[Given data]
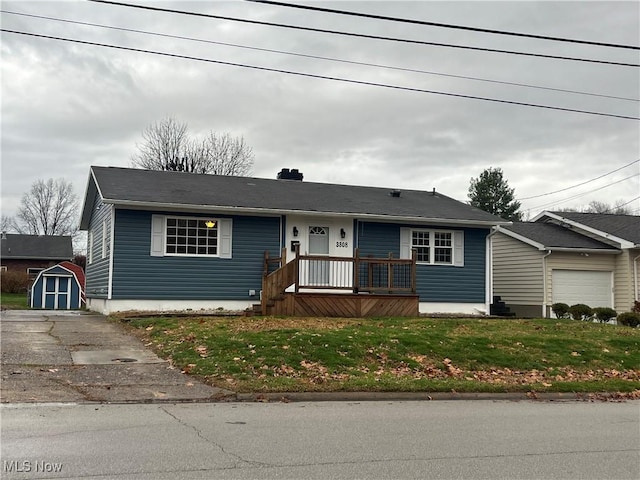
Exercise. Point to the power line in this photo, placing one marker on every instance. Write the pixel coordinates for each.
(620, 206)
(323, 77)
(318, 57)
(444, 25)
(580, 184)
(362, 35)
(583, 194)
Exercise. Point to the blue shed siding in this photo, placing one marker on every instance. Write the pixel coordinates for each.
(97, 272)
(137, 274)
(435, 283)
(53, 272)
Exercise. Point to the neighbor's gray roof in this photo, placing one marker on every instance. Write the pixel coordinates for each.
(553, 236)
(36, 247)
(626, 227)
(150, 189)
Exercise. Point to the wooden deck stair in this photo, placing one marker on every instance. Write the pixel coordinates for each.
(374, 287)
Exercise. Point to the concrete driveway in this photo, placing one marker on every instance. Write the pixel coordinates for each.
(62, 356)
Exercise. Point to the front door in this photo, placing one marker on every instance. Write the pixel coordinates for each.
(318, 245)
(57, 292)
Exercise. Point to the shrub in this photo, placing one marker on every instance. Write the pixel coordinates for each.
(560, 310)
(14, 282)
(604, 314)
(580, 311)
(629, 319)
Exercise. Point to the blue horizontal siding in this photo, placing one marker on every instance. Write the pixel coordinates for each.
(136, 274)
(434, 283)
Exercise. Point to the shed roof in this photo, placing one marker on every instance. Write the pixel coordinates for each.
(36, 247)
(148, 189)
(551, 236)
(626, 227)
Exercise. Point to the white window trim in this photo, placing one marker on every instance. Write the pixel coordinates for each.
(105, 238)
(159, 237)
(457, 245)
(90, 248)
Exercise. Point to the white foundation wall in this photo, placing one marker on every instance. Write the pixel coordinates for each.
(107, 307)
(453, 308)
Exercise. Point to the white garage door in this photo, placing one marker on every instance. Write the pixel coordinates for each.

[Exercise prompt]
Without including any picture, set down the listing above exactly as it appears.

[Solution for this problem]
Exercise. Point to the power line in this photo, placing one marker on every instance. Write the pixel coordinates for each.
(620, 206)
(323, 77)
(318, 57)
(444, 25)
(580, 184)
(362, 35)
(583, 194)
Exercise. Point to the blue shed siding in this photo, placing one marker on every instance. Write the pixel coordinates for each.
(97, 272)
(137, 274)
(435, 283)
(53, 272)
Exercise. Point to the neighbor's gray roof in this photo, placing one marker on every instance. Write the pixel coordinates for each.
(553, 236)
(36, 247)
(626, 227)
(150, 189)
Exercise. Point to the wooden deck stair in this photo, placing one marker on every instance. Write the pixel coordinates for each.
(374, 287)
Exercise. Point to the concrete driveway in this photo, placing one marker on every instance. Write the pixel coordinates for each.
(62, 356)
Exercise. Point to the front door in this photo, placing one marker on every instance. Write the pixel coordinates for each.
(318, 245)
(57, 292)
Exercise. Point to the shrub in this photo, placing one marker on every instance. Write the pixel coordinates for each.
(560, 310)
(14, 282)
(604, 314)
(580, 311)
(629, 319)
Exercise. Point to the blue horizontal siding in this photo, placing one marker on every instance. Write the pixel coordinates for each.
(136, 274)
(434, 283)
Exercise. Point to the shed roof in this photo, placing one marker on every instance. Write the pixel coordinates for each.
(36, 247)
(148, 189)
(551, 236)
(626, 227)
Exercise. Point to the white window trim in this photo, placing one marker on every instance. Write the pixel coordinates for each.
(105, 238)
(159, 237)
(457, 245)
(90, 248)
Exercise. Point to the white foundation wall in this photo, placing one marker on every instance. Write the pixel coordinates for each.
(107, 307)
(453, 308)
Exercise. Point to the white garage door in this photo, placing one marker on every instance. Write the pixel coordinates for each.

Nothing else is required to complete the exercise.